[Source records]
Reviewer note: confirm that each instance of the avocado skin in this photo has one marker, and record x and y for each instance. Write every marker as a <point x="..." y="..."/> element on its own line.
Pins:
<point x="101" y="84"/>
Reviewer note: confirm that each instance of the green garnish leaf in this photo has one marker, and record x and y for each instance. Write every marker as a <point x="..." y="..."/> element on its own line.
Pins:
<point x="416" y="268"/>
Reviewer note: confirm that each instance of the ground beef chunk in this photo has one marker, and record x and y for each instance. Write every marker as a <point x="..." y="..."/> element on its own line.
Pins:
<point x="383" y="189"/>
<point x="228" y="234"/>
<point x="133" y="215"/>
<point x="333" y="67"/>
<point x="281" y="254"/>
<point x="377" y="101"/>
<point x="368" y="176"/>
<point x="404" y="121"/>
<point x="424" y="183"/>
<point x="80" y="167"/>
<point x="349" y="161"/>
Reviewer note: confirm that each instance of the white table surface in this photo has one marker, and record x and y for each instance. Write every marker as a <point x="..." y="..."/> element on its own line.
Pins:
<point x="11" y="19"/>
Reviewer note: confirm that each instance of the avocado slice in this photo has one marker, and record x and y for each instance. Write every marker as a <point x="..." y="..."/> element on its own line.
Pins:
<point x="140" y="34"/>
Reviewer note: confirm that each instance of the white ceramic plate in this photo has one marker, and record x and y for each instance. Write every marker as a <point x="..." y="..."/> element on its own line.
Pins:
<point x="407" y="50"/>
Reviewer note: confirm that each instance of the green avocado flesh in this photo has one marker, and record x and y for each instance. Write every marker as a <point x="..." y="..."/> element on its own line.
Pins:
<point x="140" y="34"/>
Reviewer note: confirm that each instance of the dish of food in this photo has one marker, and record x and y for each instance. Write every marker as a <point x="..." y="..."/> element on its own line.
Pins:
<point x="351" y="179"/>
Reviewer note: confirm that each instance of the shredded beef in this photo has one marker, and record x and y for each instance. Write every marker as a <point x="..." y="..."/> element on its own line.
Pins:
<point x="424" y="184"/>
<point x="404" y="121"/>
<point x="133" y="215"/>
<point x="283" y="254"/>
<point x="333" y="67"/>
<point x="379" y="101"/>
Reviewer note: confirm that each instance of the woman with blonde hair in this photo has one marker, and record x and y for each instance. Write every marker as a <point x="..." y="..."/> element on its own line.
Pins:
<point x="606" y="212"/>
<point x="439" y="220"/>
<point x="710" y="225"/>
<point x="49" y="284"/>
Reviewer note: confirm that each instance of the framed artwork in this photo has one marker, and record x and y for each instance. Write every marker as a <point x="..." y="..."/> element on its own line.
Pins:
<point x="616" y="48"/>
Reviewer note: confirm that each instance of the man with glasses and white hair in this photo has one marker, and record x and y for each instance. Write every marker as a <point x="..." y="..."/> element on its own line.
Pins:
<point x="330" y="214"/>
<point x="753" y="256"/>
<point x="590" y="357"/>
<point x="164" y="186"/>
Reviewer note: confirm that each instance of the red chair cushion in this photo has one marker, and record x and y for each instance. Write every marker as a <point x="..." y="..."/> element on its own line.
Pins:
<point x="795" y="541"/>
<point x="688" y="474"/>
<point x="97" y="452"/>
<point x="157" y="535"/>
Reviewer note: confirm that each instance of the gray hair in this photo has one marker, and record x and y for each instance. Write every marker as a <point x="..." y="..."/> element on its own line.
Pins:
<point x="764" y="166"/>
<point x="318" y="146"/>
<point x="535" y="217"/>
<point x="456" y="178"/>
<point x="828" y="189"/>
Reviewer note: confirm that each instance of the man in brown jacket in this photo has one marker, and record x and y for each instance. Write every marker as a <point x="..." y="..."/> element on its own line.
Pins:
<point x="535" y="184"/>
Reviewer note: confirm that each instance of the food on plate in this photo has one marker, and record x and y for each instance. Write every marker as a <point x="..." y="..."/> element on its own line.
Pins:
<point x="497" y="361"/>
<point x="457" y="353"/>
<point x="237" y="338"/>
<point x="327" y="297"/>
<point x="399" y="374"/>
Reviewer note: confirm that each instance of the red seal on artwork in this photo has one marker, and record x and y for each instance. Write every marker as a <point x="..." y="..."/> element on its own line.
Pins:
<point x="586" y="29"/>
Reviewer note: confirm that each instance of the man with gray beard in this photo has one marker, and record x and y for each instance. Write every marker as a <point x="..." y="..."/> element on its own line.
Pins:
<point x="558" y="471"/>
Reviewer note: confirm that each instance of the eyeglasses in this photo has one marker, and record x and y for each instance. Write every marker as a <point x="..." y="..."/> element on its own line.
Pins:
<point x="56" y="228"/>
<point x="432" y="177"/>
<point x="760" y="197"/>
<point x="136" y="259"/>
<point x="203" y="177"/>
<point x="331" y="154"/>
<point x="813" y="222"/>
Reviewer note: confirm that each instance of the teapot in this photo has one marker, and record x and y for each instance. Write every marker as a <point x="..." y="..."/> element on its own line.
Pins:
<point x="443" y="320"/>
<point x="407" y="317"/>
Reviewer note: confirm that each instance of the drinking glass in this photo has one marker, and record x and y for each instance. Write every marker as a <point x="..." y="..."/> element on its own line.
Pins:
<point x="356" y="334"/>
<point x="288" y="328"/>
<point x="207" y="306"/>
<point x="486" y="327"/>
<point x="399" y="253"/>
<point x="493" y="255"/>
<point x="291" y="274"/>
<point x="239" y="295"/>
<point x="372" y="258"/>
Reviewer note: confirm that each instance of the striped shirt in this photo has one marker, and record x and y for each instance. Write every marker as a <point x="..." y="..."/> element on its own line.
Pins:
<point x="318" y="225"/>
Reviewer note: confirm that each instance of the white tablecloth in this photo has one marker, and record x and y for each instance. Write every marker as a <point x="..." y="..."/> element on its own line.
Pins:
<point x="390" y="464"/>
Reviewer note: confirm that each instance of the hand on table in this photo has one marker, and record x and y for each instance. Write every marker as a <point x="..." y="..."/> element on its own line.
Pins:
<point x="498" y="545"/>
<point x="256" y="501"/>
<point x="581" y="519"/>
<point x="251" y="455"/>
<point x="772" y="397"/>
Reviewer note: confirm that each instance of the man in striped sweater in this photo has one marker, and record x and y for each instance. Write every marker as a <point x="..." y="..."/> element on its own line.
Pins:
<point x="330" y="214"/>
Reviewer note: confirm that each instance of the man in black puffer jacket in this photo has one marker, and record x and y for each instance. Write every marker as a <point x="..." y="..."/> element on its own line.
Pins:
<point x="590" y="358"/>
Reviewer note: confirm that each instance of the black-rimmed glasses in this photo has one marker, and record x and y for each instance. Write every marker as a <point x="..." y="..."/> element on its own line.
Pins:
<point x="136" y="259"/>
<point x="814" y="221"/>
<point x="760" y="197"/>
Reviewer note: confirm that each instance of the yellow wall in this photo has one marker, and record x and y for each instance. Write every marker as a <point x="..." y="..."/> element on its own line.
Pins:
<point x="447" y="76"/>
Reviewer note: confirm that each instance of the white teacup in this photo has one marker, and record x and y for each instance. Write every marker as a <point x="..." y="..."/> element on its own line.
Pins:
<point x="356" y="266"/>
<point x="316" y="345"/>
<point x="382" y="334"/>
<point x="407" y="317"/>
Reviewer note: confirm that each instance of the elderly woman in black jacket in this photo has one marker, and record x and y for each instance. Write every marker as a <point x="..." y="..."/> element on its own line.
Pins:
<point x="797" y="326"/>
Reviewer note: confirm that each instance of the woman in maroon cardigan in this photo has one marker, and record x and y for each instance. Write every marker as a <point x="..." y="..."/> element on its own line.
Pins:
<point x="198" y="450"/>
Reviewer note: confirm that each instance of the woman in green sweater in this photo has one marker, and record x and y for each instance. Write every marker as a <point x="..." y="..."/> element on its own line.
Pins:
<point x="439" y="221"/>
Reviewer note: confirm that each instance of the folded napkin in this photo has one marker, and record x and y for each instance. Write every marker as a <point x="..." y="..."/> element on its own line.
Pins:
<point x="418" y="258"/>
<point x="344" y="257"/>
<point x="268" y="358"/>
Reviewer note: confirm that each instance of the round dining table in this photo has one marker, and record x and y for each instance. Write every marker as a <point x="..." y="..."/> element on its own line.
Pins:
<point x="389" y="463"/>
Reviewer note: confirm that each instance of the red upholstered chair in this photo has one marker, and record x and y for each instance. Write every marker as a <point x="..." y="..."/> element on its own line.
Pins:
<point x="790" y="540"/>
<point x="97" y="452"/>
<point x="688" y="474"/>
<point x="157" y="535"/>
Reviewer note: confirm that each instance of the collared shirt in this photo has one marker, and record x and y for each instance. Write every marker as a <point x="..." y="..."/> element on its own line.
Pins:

→ **Exercise aim**
Look above for the line that holds "Reviewer note: confirm that each instance of the woman in maroon", then copy it and each line after it exactly, through the last line of the data.

→ **Written solution**
Reviewer note: confirm that each instance of the woman in maroon cardigan in this photo has one marker, and record x and y for each instance. Write every marker as a <point x="..." y="..."/> element on its own line.
Pins:
<point x="198" y="450"/>
Reviewer note: confirm that each instance of the woman in green sweater in this photo has one marker, and record x and y for each instance. Write every marker as a <point x="..." y="..."/> element on its own line.
Pins:
<point x="439" y="221"/>
Reviewer note: confirm that each instance of the folded napkin in this photo has one marker, and record x and y for each instance. Write every marker as a <point x="..." y="..."/> element on its own line.
Pins:
<point x="418" y="258"/>
<point x="344" y="257"/>
<point x="268" y="358"/>
Reviewer note: confirm that each instance of the round dining table in this photo has one marker, and record x and y for each instance. Write every marker as a <point x="..." y="..."/> element on its own line.
Pins:
<point x="389" y="463"/>
Reviewer note: confirm that each instance of the red upholstered chair in this photo has one marker, and record x and y for each instance. Write every marker as a <point x="..." y="..."/> element on its own line.
Pins:
<point x="790" y="540"/>
<point x="97" y="452"/>
<point x="688" y="474"/>
<point x="157" y="535"/>
Reviewer note: confirm that each instance of the collared shirt in this photo has one marker, and record x and y for each instance. Write every marker as a <point x="..." y="..."/> element on its own line.
Pins:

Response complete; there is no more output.